→ **EXERCISE DESCRIPTION**
From the entries below, copy exactly the lines from the one that contains "# test: mark the player" through the one that contains "# shape of each answer: point(332, 720)", both included, and only those.

→ **Natural language region descriptions**

^^^^^^^^^^^^^^^^

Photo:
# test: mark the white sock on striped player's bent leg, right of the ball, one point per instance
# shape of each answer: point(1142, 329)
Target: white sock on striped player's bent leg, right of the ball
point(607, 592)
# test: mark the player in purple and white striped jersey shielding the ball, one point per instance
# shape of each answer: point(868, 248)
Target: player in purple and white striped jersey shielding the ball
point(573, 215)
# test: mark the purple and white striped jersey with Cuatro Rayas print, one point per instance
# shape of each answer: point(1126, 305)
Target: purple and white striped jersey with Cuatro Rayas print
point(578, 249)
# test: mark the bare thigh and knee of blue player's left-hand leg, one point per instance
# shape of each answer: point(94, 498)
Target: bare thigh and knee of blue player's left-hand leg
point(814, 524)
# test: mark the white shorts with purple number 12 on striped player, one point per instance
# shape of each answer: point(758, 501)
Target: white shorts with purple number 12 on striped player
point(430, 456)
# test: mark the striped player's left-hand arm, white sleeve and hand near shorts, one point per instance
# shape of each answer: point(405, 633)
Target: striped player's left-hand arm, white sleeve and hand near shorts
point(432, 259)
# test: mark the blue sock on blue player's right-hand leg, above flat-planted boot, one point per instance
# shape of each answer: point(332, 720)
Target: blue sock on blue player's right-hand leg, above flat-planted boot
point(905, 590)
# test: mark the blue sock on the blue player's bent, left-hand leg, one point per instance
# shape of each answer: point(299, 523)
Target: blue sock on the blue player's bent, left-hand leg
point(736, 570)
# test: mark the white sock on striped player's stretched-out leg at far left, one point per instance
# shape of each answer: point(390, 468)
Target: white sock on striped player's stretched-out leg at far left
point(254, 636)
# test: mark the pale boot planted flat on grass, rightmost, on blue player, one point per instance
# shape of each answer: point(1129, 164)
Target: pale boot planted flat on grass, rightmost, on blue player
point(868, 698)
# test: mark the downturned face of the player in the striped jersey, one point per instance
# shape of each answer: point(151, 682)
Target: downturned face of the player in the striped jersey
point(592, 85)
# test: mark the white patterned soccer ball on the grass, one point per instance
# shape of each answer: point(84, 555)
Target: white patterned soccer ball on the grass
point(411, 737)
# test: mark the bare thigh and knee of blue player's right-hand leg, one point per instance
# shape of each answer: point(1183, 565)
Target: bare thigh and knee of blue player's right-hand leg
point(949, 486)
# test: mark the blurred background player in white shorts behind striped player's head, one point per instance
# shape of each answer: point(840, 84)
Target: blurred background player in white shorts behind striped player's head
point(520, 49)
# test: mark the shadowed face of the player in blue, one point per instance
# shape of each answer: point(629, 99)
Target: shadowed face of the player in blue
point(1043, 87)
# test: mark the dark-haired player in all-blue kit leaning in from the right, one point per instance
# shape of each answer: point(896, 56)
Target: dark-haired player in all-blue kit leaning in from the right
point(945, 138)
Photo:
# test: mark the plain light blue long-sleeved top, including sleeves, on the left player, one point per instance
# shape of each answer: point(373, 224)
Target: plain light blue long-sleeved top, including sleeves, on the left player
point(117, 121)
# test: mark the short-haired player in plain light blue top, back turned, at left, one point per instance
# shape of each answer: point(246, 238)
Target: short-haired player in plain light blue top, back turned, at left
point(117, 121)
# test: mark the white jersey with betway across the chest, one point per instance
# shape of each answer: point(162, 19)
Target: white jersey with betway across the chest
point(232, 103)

^^^^^^^^^^^^^^^^

→ **COMPLETED EXERCISE**
# test: mark the player in purple and white striped jersey shielding the ball, one point per instance
# shape of each answer: point(868, 248)
Target: player in purple and white striped jersey shielding the ball
point(573, 215)
# test: mark the purple and white striped jersey with Cuatro Rayas print, one point per instance
# shape of each answer: point(1126, 305)
Target: purple and white striped jersey with Cuatro Rayas print
point(578, 249)
# test: mark the bare thigh and knee of blue player's left-hand leg, one point per instance
# shape of each answer: point(94, 498)
Target: bare thigh and knee of blue player's left-hand leg
point(814, 524)
# test: mark the white shorts with purple number 12 on striped player, one point per instance
# shape of each answer: point(758, 501)
Target: white shorts with purple number 12 on striped player
point(430, 456)
# test: mark the striped player's left-hand arm, white sleeve and hand near shorts, one point per instance
# shape of each answer: point(405, 633)
Target: striped player's left-hand arm, white sleeve and hand near shorts
point(432, 259)
# test: mark the blue sock on blue player's right-hand leg, above flat-planted boot, one point per instance
# shape of each answer: point(332, 720)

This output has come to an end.